| GIVEN TASK |
Lay out the lines below as a Markdown table with the columns "Row" and "Line," numbering each row and skipping blank lines. Omit the pictures from the table.

* Begin DATA LISTING *

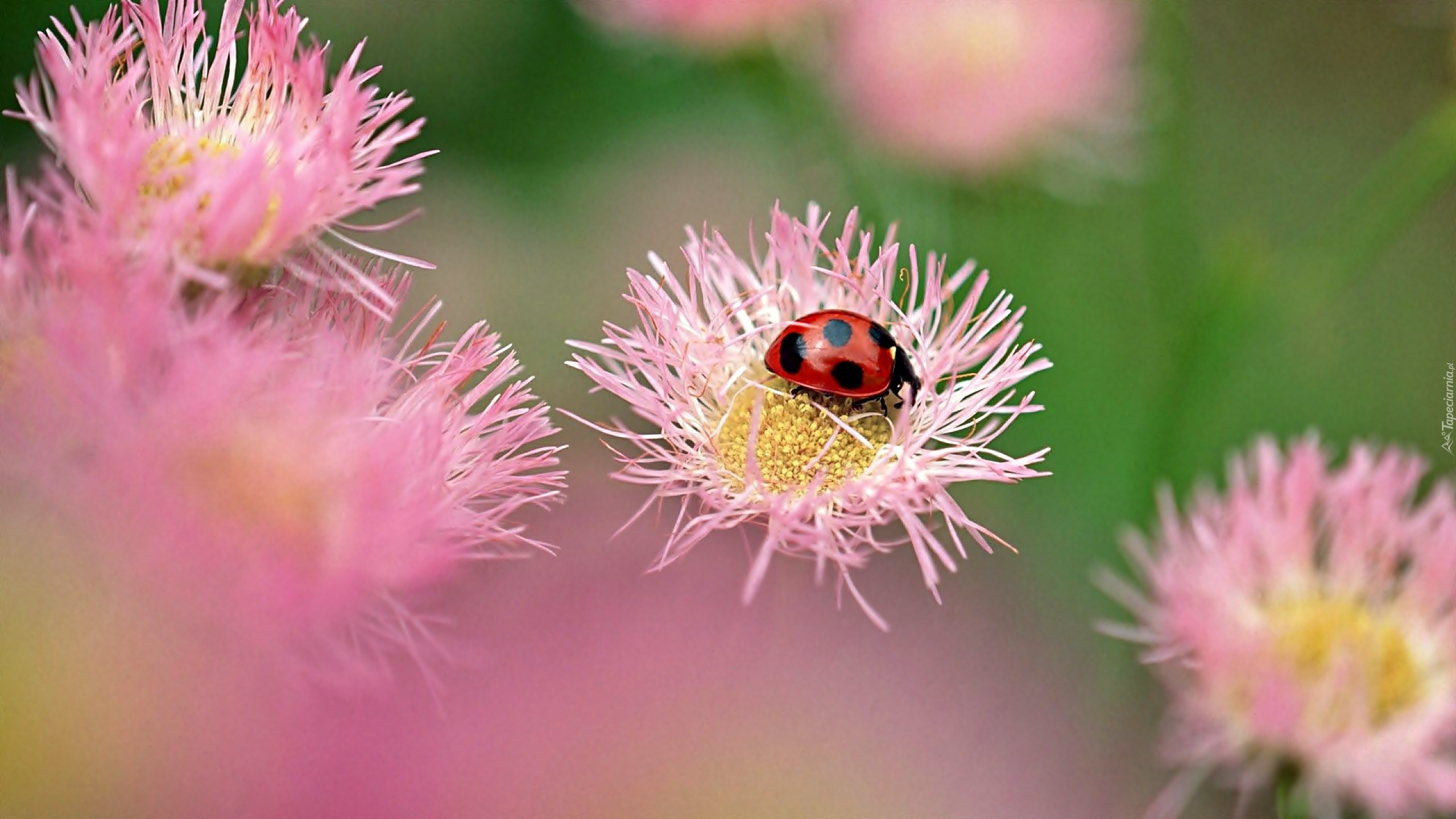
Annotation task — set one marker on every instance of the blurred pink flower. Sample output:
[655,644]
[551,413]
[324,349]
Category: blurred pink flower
[983,85]
[277,464]
[715,25]
[819,477]
[230,178]
[1304,621]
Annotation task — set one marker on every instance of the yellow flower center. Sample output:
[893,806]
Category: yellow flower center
[799,439]
[1366,652]
[169,164]
[266,484]
[169,159]
[978,38]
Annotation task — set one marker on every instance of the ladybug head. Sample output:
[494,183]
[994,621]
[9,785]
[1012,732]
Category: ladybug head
[903,375]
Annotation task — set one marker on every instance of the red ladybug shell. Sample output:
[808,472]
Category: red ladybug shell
[838,351]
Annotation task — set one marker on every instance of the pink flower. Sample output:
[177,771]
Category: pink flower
[820,478]
[279,467]
[714,25]
[1304,621]
[983,85]
[233,180]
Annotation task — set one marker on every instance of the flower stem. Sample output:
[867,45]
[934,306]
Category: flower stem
[1387,200]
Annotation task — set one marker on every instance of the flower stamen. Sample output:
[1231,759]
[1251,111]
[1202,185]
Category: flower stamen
[797,441]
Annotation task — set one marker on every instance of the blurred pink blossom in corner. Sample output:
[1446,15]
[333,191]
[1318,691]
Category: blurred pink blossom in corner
[1302,621]
[985,85]
[589,690]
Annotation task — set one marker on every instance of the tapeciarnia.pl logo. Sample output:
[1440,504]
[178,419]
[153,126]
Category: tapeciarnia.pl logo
[1446,424]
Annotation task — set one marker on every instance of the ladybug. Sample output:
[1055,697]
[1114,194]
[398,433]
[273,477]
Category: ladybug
[842,353]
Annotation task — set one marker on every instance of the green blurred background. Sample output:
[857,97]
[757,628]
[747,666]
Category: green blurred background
[1216,296]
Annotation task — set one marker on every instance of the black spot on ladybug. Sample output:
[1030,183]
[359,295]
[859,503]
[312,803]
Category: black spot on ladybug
[848,375]
[838,333]
[792,351]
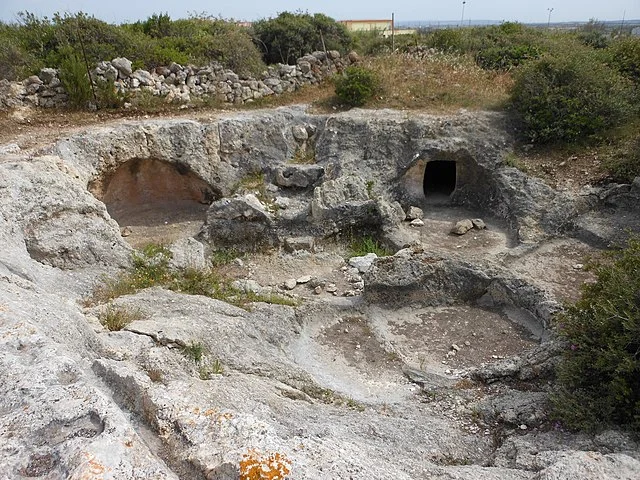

* End DATA LISTING *

| EXERCISE SOLUTION |
| Row | Line |
|---|---|
| 1 | Annotation task — set one marker on every instance of the blurred pink flower. Sample output: |
| 2 | [655,644] |
| 3 | [551,413] |
| 4 | [324,349] |
| 5 | Category: blurred pink flower |
| 6 | [983,85] |
| 7 | [277,464] |
| 8 | [715,25] |
| 9 | [819,477] |
| 10 | [230,178] |
| 11 | [1304,621] |
| 12 | Annotation task — set one marker on every instance of the yellow flower center. Sample output: |
| 13 | [893,806] |
| 14 | Category: yellow flower center |
| 15 | [799,439] |
| 16 | [1366,652] |
| 17 | [169,164] |
| 18 | [266,484] |
| 19 | [169,159] |
| 20 | [978,38] |
| 21 | Annotation task — set one marker on every instance of the ladybug head. Sample output: |
| 22 | [494,183] |
| 23 | [994,621] |
| 24 | [9,785] |
| 25 | [1012,732] |
| 26 | Category: ladybug head |
| 27 | [903,375] |
| 28 | Annotation task — set one marker on every instance of the red ladybug shell. Sample output: |
| 29 | [808,472] |
| 30 | Category: red ladybug shell |
| 31 | [838,351] |
| 32 | Annotation task — set one marker on every instance of the pink flower. Sample output: |
| 33 | [177,771] |
| 34 | Category: pink flower |
| 35 | [820,478] |
| 36 | [279,467] |
| 37 | [714,25] |
| 38 | [1304,621] |
| 39 | [983,85] |
| 40 | [233,180] |
| 41 | Annotation task — set one marker on every instance of the flower stem. Sample output: |
| 42 | [867,45] |
| 43 | [934,306] |
| 44 | Category: flower stem |
| 45 | [1387,200] |
| 46 | Annotation task — set one marker on every instance of the flower stamen. Sample output: |
| 47 | [1231,759] |
| 48 | [1251,111] |
| 49 | [1202,185] |
| 50 | Category: flower stamen |
| 51 | [797,441] |
| 52 | Annotation task — set one marker on every instance of the blurred pink blossom in corner. Sample output: |
| 53 | [1446,15] |
| 54 | [333,191] |
| 55 | [1318,691] |
| 56 | Category: blurred pink blossom in corner |
| 57 | [1302,621] |
| 58 | [985,85] |
| 59 | [589,690] |
| 60 | Annotation task — set one marker on every instance of the tapeciarnia.pl logo. Sample output: |
| 61 | [1440,504] |
| 62 | [178,419] |
| 63 | [153,126] |
| 64 | Category: tapeciarnia.pl logo |
| 65 | [1446,424] |
| 66 | Annotation task — set one marker on every instance of the ladybug. Sample output: |
| 67 | [1055,697] |
| 68 | [1114,194] |
| 69 | [398,433] |
| 70 | [273,477] |
| 71 | Category: ladybug |
| 72 | [842,353] |
| 73 | Annotation task — set one marker on every instance of the green blurred background. Sample output: |
| 74 | [857,97] |
| 75 | [757,628] |
| 76 | [747,666] |
| 77 | Category: green blurred background |
| 78 | [1216,296] |
| 79 | Annotation task — set one marker on every instance of the black spot on ladybug. Sample output: |
| 80 | [1030,183] |
| 81 | [359,295] |
| 82 | [859,503] |
| 83 | [312,803] |
| 84 | Category: black spot on ladybug |
| 85 | [848,375] |
| 86 | [838,333] |
| 87 | [792,351] |